#### [Text block]
==================================================

But I wanted to understand if you see any downside risk there and also on the supply side, given healthy oil prices, do you see any risk of supply exceeding EI expectations of around 50,000 barrels per day for the next year?

David A. Cannelongo

Yes. On the propane side, I would say the biggest risk that we kind of highlighted in our comments on what could happen in the Gulf Coast with Mont Belvieu pricing, if you see those DUCs really hit full utilization. We even saw here in the third quarter, 3 of the big 4 facilities had extended planned or unplanned maintenance or I guess, third quarter into fourth quarter that has driven some lower propane export numbers despite the records that we've reported.
So I think we would have seen higher overall export numbers here in recent months and lower inventories than where we stand today, had that not happened. But it points to the fact that those facilities are becoming increasingly higher utilized. And that's really a big differentiator for Antero. If you go back to, I think it was back in 2019, the first kind of full year we had Mariner East online.
We had very high utilizations in the U.S. Gulf Coast and the arbs were wide, they were $0.15, $0.20 to $0.25 a gallon, and you saw us capture that. And so that's ultimately something that we could see play out this year -- or sorry, for 2024, where you could have weaker Mont Belvieu pricing like you've seen here in the third quarter, but strong arbs in Antero. As we move into 2024, we do capture some of that value today. We have some contracts that are term deals that roll off before the end of the first quarter.
And so beyond that in 2024, we're fully on contract and able to capture that value. And so I think you'll see that reflected in our NGL realizations if that plays out (inaudible) looking right now on the propane side. I think the other tailwind is just on the freight cost, you've seen freight costs stay elevated this year. We hit record levels a month or so ago and that's been driven by some delays getting through the Panama Canal, well-publicized low water levels that they have down there.
And so that's again something temporary. And if you look at the futures curves for LPG freight costs, they're backwardated, U.S. to Asia is about $0.12 per gallon lower by mid-summer of 2024 versus now, and it's a pretty steady decline in those expected costs. So that will also allow prices in the U.S. to rise as well as that freight cost declines.
On the oil side, nothing I think that we can provide specific to that. Obviously, there's a lot of moving parts with geopolitical risks and OPEC. I do think we're seeing, particularly on the NGL side, the supply response as we've seen the rig count decline. You saw some very steep increases in U.S. propane inventories back in the spring, even though exports were strong.

==================================================

#### [Goal]
Continue the earnings call passage on propane and NGL markets, picking up after its final sentence.

#### [Given data]
==================================================

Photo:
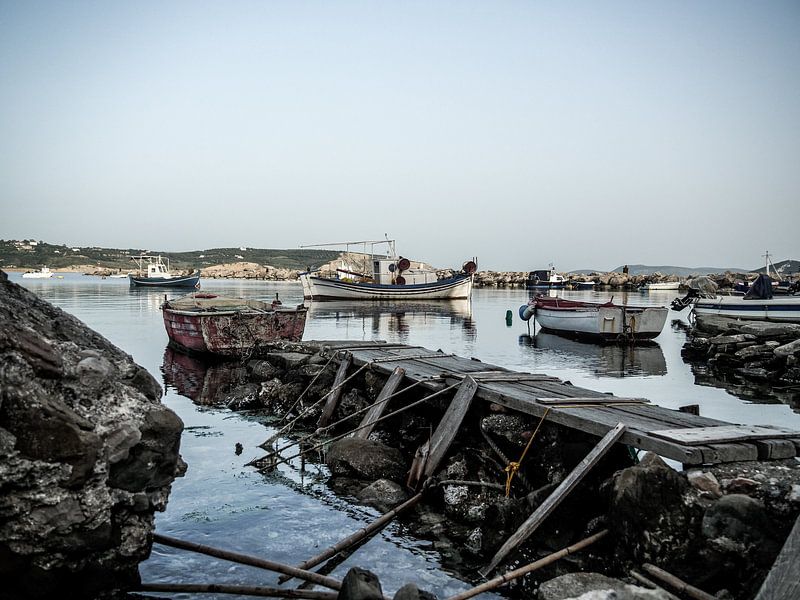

==================================================

#### [Result of the task]
And as we move through the back half of the year with similar levels on exports, you've seen those propane increases wane, would come back into the 5-year range. So I think that, to me, points to what we talked about with the rig counts where things are responding on the supply side here domestically as well, and we'll have to see if that plays out on the oil side in 2024.

Umang Choudhary

Very helpful. I guess the next question which I had is I just wanted to follow up on the operational momentum, which has been really strong here recently. Would love your initial thoughts on 2024 production and capital spending outlook. And also if you can touch a little bit on deflation and what you're expecting there too, which can probably add some upside to 10% reduction number which you were talking about from a capital spending perspective.

Michael N. Kennedy

Yes. We're not baking in any deflation. My comments earlier were just addressing the operational efficiencies, capital program efficiencies and well performance that we've experienced this year. And assuming those type of efficiencies and performance will allow us to kind of dial in which capital we want depending on whether we want to keep today's production flat or what we communicated earlier, the kind of the annual average from last time of 3.35 to 3.4.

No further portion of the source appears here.